PASSAGE:
Begin

From: Henry F. Chip Carey <polhfc@langate.gsu.edu>

Aristide's attempt to steal first-round victories is extremely serious and fails one of the most fundamental tests of human rights law (free and period elections are a fundamental right in both the Universal Declaration (a UN General Assembly Resolution accepted as customary intenational law) and the International Covenant on Civil and Political Rights, the latter of which Haiti has signed and ratified).  In Haitian law, the issue is primarily statuory, not constitutional, to meet the requirements of the 1999 electoral law.

Another significant factor is political: Fanmi Lavalas won a plurality among some 39 parties in the Senate races, in no small part because of name recognition, Bo Tab La.  In a second-round race with only two candidates for each position, the challenger gains instant name recognition.  Just to give one example of how second-round electoral dynamics work, take last week's election for may of Bucharest, Romania, as reported by Michael Shafir:

"Democratic Party candidate Traian Basescu in the runoff for the post of Bucharest
general mayor had already produced a mini-surprise by qualifying for the runoff against Sorin
Oprescu, the Party of Social Democracy in Romania's (PDSR)

End

GIVEN ENTRIES:
Begin

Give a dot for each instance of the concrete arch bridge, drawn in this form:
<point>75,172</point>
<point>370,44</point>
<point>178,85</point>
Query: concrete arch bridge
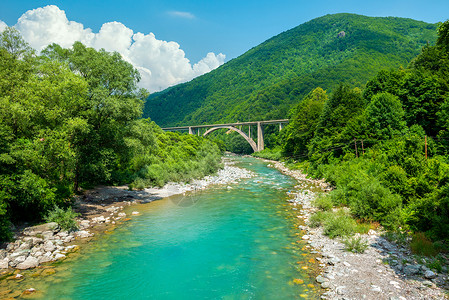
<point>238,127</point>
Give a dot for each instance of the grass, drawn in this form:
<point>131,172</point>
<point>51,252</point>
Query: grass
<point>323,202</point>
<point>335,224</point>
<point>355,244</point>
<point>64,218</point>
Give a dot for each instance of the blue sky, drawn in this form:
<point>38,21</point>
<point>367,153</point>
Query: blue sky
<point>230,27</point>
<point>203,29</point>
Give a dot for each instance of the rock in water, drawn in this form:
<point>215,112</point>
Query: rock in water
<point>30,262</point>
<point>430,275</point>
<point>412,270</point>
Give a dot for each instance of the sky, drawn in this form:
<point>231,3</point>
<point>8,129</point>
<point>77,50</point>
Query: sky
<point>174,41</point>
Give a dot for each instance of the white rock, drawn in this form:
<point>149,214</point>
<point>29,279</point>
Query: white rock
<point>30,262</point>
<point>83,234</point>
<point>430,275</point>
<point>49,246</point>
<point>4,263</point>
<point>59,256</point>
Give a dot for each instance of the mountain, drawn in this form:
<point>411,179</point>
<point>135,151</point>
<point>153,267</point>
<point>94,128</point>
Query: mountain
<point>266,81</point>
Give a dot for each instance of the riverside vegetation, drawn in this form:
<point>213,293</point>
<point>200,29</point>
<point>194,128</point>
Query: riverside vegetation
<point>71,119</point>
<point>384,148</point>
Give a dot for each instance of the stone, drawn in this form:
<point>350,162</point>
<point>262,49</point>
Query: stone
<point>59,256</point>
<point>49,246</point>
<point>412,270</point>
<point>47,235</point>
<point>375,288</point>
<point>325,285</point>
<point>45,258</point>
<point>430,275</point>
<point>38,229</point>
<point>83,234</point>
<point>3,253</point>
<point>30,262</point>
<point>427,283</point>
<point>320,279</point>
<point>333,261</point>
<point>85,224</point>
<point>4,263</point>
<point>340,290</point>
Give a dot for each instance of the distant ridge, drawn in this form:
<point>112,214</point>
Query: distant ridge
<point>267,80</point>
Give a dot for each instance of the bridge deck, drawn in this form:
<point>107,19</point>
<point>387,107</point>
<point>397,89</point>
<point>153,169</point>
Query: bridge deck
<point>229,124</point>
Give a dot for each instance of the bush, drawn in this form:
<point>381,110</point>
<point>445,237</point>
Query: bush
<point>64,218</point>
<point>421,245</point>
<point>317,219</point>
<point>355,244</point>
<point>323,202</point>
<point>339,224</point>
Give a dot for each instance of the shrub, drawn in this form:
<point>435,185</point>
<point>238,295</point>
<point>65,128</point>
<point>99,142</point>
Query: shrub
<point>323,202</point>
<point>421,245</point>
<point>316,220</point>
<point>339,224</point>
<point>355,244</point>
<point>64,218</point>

End

TASKS:
(1) According to the Haiti elections passage, which party won a plurality in the Senate races?
(2) Pick up the Haiti elections passage from its last words and keep writing.
The records are separate material from the text above.

ANSWER SET:
(1) Fanmi Lavalas

(2)
candidate. The gap between Basescu's 41.1 percent backing in
the first round and Oprescu's 17.2 percent, however, seemed
far too large to be bridged. But when the ballots were counted on 19 June, Basescu
had produced nothing short of a miracle: he received 9,815
votes more than did Oprescu."

I will add that there have been no charges of fraud. What happens on a one-on-one race is not only more competition, but the development of mutually loyal opposition.  Aristide, a very astute politician, understands all this and is apparently seeking to avoid it.  Like Zulfikar Ali Bhutto, certain electoral majority apparently does not suffice.  After Bhutto stole some three dozen additional seats in the 1977 Pakistani elections, he was overthrown in a totally unjustified, but predictable coup.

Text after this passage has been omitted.